### Task directions
Could you copy every record below exactly as it is written?

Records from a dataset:
* * *

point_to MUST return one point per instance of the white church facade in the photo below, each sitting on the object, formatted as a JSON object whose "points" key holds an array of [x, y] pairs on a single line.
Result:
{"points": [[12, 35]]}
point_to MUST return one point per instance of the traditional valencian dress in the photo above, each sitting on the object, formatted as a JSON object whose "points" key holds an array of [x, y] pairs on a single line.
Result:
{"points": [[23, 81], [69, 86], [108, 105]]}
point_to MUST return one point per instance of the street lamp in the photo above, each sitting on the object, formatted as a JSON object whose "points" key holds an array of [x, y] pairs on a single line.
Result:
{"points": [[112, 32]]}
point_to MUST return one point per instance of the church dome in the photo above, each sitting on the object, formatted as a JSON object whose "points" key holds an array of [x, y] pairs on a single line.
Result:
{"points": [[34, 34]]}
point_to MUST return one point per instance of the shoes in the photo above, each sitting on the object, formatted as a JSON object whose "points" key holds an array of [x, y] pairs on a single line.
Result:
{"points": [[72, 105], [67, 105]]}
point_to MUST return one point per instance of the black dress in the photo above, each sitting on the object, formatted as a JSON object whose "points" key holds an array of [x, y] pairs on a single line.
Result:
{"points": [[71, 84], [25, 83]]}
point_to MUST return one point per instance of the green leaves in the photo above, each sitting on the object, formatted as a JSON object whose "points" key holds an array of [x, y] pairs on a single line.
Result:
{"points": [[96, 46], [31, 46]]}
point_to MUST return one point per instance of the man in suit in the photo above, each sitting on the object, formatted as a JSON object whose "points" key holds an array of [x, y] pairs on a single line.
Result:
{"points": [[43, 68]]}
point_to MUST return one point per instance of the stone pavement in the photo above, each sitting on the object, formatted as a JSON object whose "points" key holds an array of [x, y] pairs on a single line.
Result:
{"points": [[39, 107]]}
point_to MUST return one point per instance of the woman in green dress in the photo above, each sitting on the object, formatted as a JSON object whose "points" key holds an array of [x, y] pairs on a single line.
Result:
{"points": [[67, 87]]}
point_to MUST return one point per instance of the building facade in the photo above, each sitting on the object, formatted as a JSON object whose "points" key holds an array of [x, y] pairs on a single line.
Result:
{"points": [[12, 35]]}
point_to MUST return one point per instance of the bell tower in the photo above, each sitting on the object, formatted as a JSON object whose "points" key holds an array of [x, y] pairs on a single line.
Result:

* * *

### Finished task
point_to MUST return one point per instance of the white church facade in the photo below, each sitting on the object, formatted as a JSON object whose "points" key holds an array of [x, y] pairs on a single line.
Result:
{"points": [[12, 35]]}
point_to MUST return one point per instance of the traditional valencian dress in the photo above, each sitting on the object, formatted as a JSON object whose "points" key holds an array of [x, y] pairs on a single line.
Result:
{"points": [[23, 81], [69, 86], [108, 105]]}
point_to MUST return one point per instance of the street lamp in the photo above, each sitting on the object, formatted as a JSON object whose "points" key holds an array of [x, y] pairs on a single line.
Result:
{"points": [[112, 32]]}
point_to MUST return one point per instance of the church dome in the photo above, each sitting on the object, formatted as a JSON object whose "points" key holds an array of [x, y] pairs on a single line.
Result:
{"points": [[34, 34]]}
point_to MUST return one point per instance of the shoes in the photo above, each sitting on the object, formatted as a JSON object whose "points" key holds an array of [x, y] pairs on a single line.
Result:
{"points": [[72, 105], [67, 105]]}
point_to MUST return one point per instance of the black dress in the photo above, each sitting on the object, formatted as a JSON object whose "points" key holds an array of [x, y] pairs on a single line.
Result:
{"points": [[71, 84], [25, 83]]}
point_to MUST return one point per instance of the green leaves in the photo above, each sitting on the object, formatted as a JSON object whose "points" key holds an array of [x, y] pairs on a single line.
Result:
{"points": [[96, 46], [31, 46]]}
point_to MUST return one point per instance of the man in suit in the photo above, each sitting on the object, formatted as a JSON object whose "points" key holds an array of [x, y] pairs on a single line.
Result:
{"points": [[43, 68]]}
point_to MUST return one point per instance of the stone pavement in the photo above, each sitting on the object, formatted as a JSON object whose "points" key holds an array of [x, y] pairs on a single line.
Result:
{"points": [[39, 107]]}
point_to MUST return one point per instance of the woman in green dress in the photo above, each sitting on the object, formatted as a JSON object whose "points" key holds an array of [x, y] pairs on a single line.
Result:
{"points": [[67, 87]]}
point_to MUST return one point per instance of the building facade in the photo above, each sitting on the object, formatted as a JSON object whose "points" key holds an array of [x, y] pairs on a single line.
Result:
{"points": [[12, 35]]}
point_to MUST return one point per instance of the bell tower in the photo above, each sitting on the object, formatted as a JSON object whose "points" key holds an array of [x, y] pairs on a single line.
Result:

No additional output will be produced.